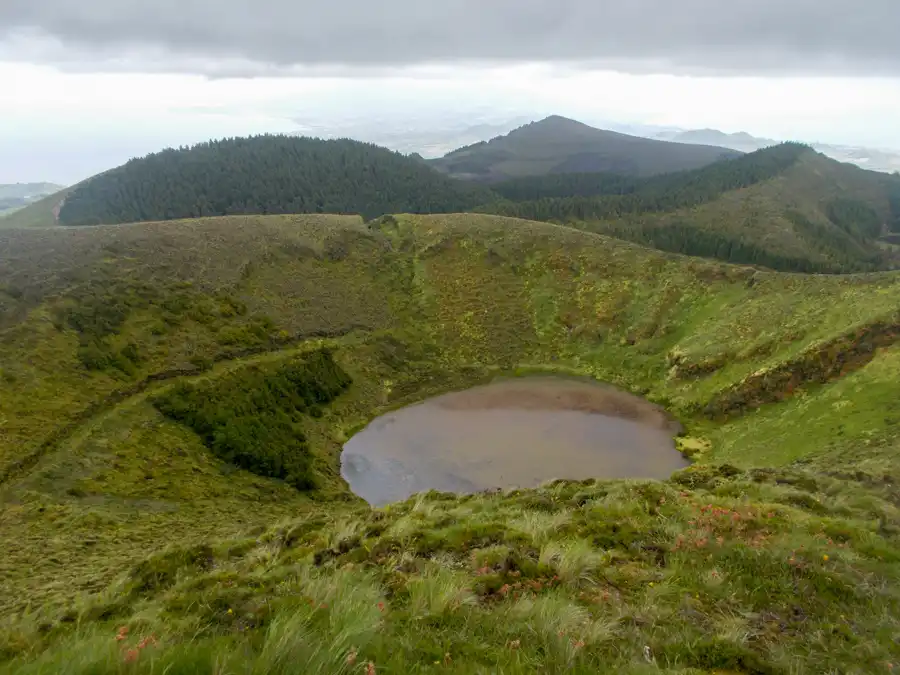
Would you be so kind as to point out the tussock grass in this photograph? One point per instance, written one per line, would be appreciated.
(121, 517)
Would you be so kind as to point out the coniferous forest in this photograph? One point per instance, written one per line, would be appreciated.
(267, 175)
(287, 174)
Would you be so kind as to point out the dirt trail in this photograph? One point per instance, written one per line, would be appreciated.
(295, 345)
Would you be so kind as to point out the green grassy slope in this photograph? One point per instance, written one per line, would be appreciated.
(560, 145)
(272, 174)
(42, 213)
(763, 369)
(785, 207)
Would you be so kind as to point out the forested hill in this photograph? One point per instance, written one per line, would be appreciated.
(269, 174)
(786, 207)
(592, 196)
(558, 145)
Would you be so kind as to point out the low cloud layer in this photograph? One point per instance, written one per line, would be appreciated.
(251, 37)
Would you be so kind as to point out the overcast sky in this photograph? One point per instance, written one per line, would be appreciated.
(86, 85)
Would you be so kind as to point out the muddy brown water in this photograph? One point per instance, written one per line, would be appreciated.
(511, 433)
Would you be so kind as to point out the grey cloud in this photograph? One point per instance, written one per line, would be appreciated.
(245, 37)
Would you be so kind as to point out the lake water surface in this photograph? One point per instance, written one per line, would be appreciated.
(511, 433)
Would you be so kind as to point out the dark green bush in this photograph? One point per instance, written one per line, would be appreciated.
(253, 418)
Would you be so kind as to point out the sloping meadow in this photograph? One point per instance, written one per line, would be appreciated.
(99, 328)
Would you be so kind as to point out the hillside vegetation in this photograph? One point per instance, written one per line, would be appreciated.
(560, 145)
(785, 207)
(142, 533)
(14, 196)
(265, 175)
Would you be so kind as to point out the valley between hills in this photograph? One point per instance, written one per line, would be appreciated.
(175, 394)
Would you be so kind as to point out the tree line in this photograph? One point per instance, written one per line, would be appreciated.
(254, 418)
(272, 174)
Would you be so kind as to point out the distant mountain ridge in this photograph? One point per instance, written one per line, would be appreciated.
(786, 207)
(263, 175)
(560, 145)
(874, 159)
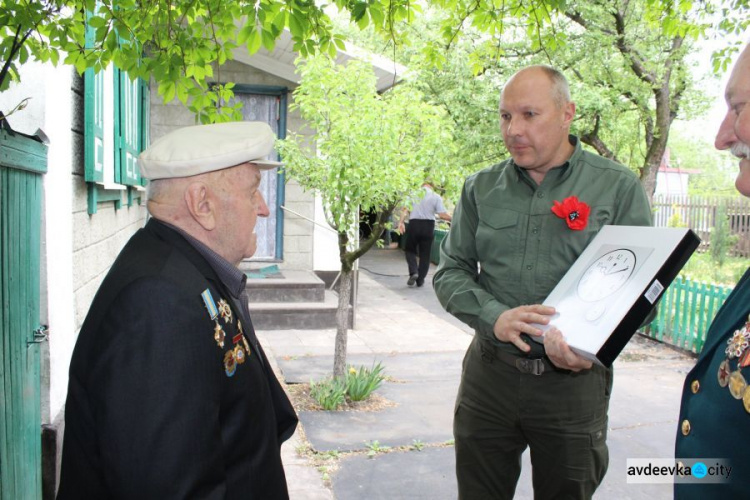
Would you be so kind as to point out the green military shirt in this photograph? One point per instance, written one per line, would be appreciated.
(506, 248)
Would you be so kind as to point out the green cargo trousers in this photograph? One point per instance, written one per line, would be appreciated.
(500, 410)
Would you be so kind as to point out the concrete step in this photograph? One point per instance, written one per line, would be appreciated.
(290, 287)
(296, 315)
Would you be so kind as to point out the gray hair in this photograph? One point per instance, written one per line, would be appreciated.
(560, 87)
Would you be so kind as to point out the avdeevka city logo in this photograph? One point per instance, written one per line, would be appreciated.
(667, 470)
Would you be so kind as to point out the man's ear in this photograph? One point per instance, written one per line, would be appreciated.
(201, 205)
(569, 112)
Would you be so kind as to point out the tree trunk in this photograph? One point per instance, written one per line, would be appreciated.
(342, 323)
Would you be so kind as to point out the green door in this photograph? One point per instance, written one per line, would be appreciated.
(22, 163)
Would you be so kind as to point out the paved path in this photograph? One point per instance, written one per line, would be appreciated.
(421, 348)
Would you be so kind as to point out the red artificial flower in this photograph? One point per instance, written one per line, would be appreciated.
(575, 213)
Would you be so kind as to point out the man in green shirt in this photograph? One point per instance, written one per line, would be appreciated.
(507, 249)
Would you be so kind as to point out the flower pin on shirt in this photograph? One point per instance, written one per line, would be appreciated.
(575, 213)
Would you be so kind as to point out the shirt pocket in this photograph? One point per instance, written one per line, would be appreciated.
(498, 241)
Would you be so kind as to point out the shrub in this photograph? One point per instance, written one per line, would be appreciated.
(361, 383)
(328, 393)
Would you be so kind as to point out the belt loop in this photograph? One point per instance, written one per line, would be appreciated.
(532, 366)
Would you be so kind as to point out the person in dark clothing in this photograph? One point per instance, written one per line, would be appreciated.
(715, 411)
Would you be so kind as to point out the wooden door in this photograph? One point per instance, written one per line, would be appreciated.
(22, 163)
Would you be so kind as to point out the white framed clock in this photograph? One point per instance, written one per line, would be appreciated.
(606, 275)
(613, 285)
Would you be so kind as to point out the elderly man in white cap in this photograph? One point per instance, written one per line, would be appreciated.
(170, 394)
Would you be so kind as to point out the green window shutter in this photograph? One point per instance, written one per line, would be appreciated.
(130, 135)
(93, 127)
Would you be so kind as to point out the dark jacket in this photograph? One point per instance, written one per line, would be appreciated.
(151, 410)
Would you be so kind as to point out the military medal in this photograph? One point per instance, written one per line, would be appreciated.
(737, 385)
(225, 311)
(210, 304)
(219, 335)
(239, 354)
(230, 363)
(744, 360)
(738, 343)
(724, 373)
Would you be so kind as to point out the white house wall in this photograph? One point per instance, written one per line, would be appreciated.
(77, 248)
(298, 232)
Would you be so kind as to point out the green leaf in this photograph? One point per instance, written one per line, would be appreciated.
(295, 25)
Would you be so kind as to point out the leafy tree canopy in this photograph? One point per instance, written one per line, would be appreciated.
(371, 153)
(182, 44)
(179, 43)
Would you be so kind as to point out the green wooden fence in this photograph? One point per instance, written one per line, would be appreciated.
(686, 311)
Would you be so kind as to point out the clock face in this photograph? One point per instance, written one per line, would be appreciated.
(606, 275)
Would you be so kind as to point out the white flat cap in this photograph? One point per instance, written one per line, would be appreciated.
(205, 148)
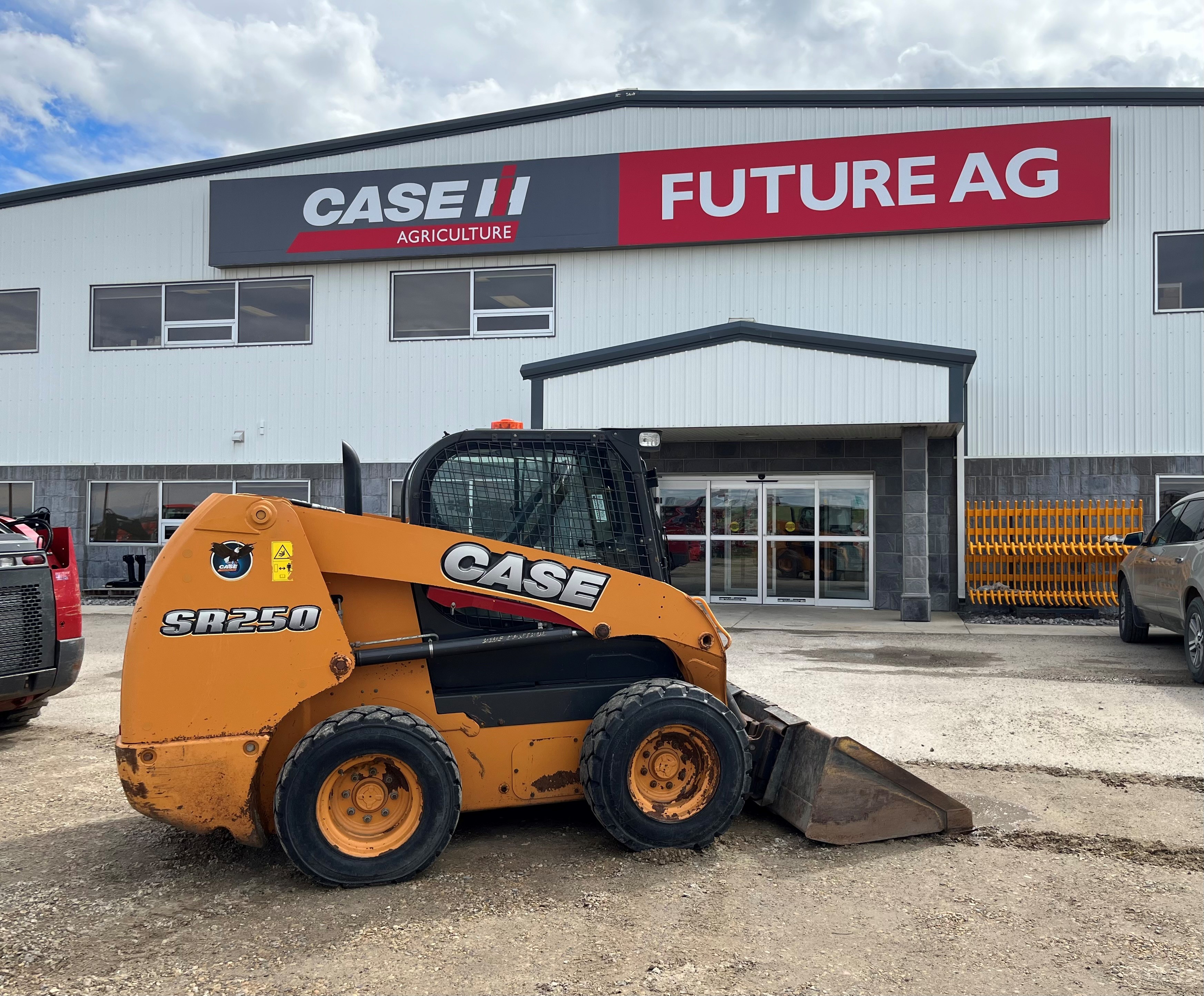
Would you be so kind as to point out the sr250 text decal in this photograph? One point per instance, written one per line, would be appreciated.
(547, 580)
(210, 622)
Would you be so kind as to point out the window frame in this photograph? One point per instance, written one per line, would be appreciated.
(475, 313)
(159, 484)
(166, 326)
(158, 513)
(177, 523)
(33, 492)
(38, 326)
(1159, 311)
(306, 482)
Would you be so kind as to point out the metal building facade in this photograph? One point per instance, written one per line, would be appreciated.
(1072, 359)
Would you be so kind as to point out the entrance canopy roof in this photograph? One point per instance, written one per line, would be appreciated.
(745, 378)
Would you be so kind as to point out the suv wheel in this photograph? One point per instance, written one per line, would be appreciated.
(1132, 632)
(1194, 639)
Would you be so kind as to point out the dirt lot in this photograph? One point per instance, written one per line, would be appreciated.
(1085, 878)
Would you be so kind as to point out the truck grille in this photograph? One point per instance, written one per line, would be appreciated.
(21, 630)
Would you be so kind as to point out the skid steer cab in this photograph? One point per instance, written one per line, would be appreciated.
(353, 683)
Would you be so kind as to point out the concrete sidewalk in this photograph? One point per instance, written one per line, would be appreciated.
(824, 619)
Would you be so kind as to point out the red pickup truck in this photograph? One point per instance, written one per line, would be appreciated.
(41, 642)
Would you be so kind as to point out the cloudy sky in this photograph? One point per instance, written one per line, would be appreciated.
··········
# Exercise brief:
Repeat the data word for word; drop the pictures.

# Solution for this exercise:
Would you be so kind as to point out the tussock grass in this photograph? One point per instance, written one per line, would be appreciated.
(121, 517)
Would you be so kind as to point out the coniferous forest in this photograph? One point per instance, written one per line, would be appreciated.
(267, 175)
(287, 174)
Would you be so kind as to point out the dirt trail in this photograph? One point per instance, written one per line, would be appreciated.
(295, 345)
Would you be so kind as to point out the green grassy slope in this photograph? One point per instance, written one per line, would be appreciated.
(560, 145)
(272, 174)
(42, 213)
(763, 369)
(785, 207)
Would you be so kind as to point out the forested hill in this photograph? One point per instance, written one per line, would be appreciated.
(269, 174)
(786, 207)
(592, 196)
(558, 145)
Would you be so kind as to point out the low cloud layer in this photograph? One point per instance, written one per line, would be appreciated.
(251, 37)
Would you be so kind as to point out the overcast sky in this photograph? One point per instance, written one per line, would be appreciated.
(86, 85)
Would you be so kind as to point out the muddy brown water in this photograph? One point per instance, written one per line, would be appreciated.
(511, 433)
Would you be so kind as to point out the grey cloud in this photograph? One point per instance, written one per line, would be appreciated.
(245, 37)
Would you be so kind as to point out the lake water surface in this photograph? One point per instance, written one per line, would be appreciated.
(511, 433)
Would you be so kind as to point out the dark green bush in this photograph? One point per instance, written one per line, would be appreciated.
(253, 418)
Would you be so kind as to point out the sloping meadow in this photograph? One point per instance, written one per line, would be appreciated.
(99, 328)
Would you be so kind as to point out the hillside vegetation in this photograph? One point per instance, written one per line, would be appreciated.
(560, 145)
(785, 207)
(142, 533)
(14, 196)
(265, 175)
Would you be so kind as to point out the valley between hills in this photograph? One point per instance, written one per line, would be appreciated.
(175, 394)
Would you be so kind as to point out the tree line in this photograph? One point per instance, written one per line, would be appreciated.
(254, 418)
(272, 174)
Would you be so kind as to point out the distant mountain ridge in this photograph? One point per instance, written one per line, would be appreciated.
(786, 207)
(263, 175)
(560, 145)
(874, 159)
Would you be so kind as to point out the green military shirt in this photograph? One point per instance, written one per line, would be appreciated.
(506, 248)
Would you be so kind as to point out the green cargo trousers in this photograph? One point per instance, written one per line, would be appreciated.
(500, 410)
Would you be so kind as to point out the concrete step in this photograph? One point per instance, written one per line, would be appreciated.
(290, 287)
(296, 315)
Would you be so kind as to point out the gray hair in this photograph? One point per instance, written one per line, would be appreciated.
(560, 87)
Would you be so kind as to point out the avdeevka city logo in this photograph? One point per instance, written one per line, would be appreciated.
(667, 470)
Would you be so kind as to point out the man's ear in this photograph? One point per instance, written one per line, would be appreciated.
(201, 205)
(569, 112)
Would you be so kind as to point out the tree trunk in this photograph? One point per instance, written one per line, would be appreciated.
(342, 323)
Would you be so kind as to point out the green door in this photograph? One point per instance, written one per line, would be appreciated.
(22, 163)
Would you be so kind as to point out the paved path in this photograph? One point per instance, written one per line, would be appreciated.
(421, 348)
Would you be so kind as to point out the red artificial flower in this photograph? One point per instance, written one per line, would be appreciated.
(575, 213)
Would you be so kind as to point out the man in green shirt in this photograph? One point per instance, written one per line, would be appreciated.
(507, 249)
Would you be so kind as to point out the flower pin on shirt in this photograph? One point per instance, written one per line, would be appreciated.
(575, 213)
Would you be so kind as to point out the shirt pocket in this photograph? One point per instance, written one per line, would be appreciated.
(498, 241)
Would you be so kind as to point out the shrub in this photograph? One point per instance, written one per line, would be appreciated.
(361, 383)
(328, 393)
Would you be so kind as to point out the belt loop in this photograph? One point per instance, written one per line, would be appreciated.
(532, 366)
Would you be so kind as to point out the person in dark clothing in this photograph? One point per instance, written one per line, would be appreciated.
(715, 411)
Would you be so kind as to point out the wooden door in this photograph? One point per instance, written one per line, would be appreciated.
(22, 163)
Would you be so kind as to point out the white framed clock in this photograph? One point per instance, written one per line, would be appreciated.
(606, 275)
(613, 285)
Would you be so kind as to point out the elderly man in white cap in this photograph? One point per instance, written one per line, would be appreciated.
(170, 394)
Would you be so kind as to point out the green window shutter in this photograph? One point per instance, written one per line, would be appreciated.
(130, 135)
(93, 127)
Would you be so kind as to point out the dark jacket in this photograph? One point per instance, written one per line, would be appreciated.
(151, 410)
Would you be so kind as to point out the military medal in this photograph? One point per instance, written one per line, would be appreciated.
(737, 385)
(225, 311)
(210, 304)
(219, 335)
(239, 354)
(230, 363)
(744, 360)
(738, 343)
(724, 373)
Would you be so kind as to point out the white house wall in this photograph? One point per instance, written one per line, would be appreciated.
(77, 248)
(298, 232)
Would you be so kind as to point out the green leaf in this photograph? One point per instance, written one per line, would be appreciated.
(295, 25)
Would you be so kind as to point out the leafy tree canopy in this photograph? One point per instance, written one per line, would be appreciated.
(371, 153)
(182, 44)
(179, 43)
Would you be so kind as to point out the green wooden fence in this photograph? One point per instance, written one per line, would be appreciated.
(686, 311)
Would you be so kind as to point out the clock face in this photograph? One point per instance, written one per line, would be appreciated.
(606, 275)
Would you be so kind as to point out the white flat cap in this photograph? One point per instance, written one per line, would be appreciated.
(205, 148)
Would you be so kind as to point out the sr250 text decal in this photograph? One point per instance, written one per line, would be appreciated.
(547, 580)
(210, 622)
Would you be so kind as to point out the window frame in this photograph? One point per instance, written one per line, would be appreciated.
(475, 313)
(159, 484)
(166, 326)
(158, 513)
(177, 523)
(33, 492)
(38, 326)
(1159, 311)
(306, 482)
Would you be so kind as to point out the metal building facade in this photograph? One point per instance, written one per line, would be appreciated.
(1072, 359)
Would you be so kind as to point out the entrance canopy roof in this photograph? One point per instance, written one per line, would be appreciated.
(745, 378)
Would you be so kind as to point out the suv wheel in this photograph? One point per instance, written one per line, would be appreciated.
(1132, 632)
(1194, 639)
Would you be so kind as to point out the dirt lot in this photograph? One point per instance, written one per line, would be appreciated.
(1085, 878)
Would you be so kind as to point out the truck grille in this photograph? One point per instance, written one per line, would be appreciated.
(21, 630)
Would you be so kind as to point out the skid steer cab in this photograph? One point per instance, written one per line, would be appreciated.
(353, 683)
Would you be so kind as to point out the concrete sidewalk in this photograph? One point per instance, written one per line, would be appreciated.
(824, 619)
Would you be so kind as to point out the red pickup truck in this photograph? One point per instance, written one per line, would be appreciated.
(41, 642)
Would you be so kind as to point out the cloudy sky in this photograph? One point per instance, written one per line, would be appreciated.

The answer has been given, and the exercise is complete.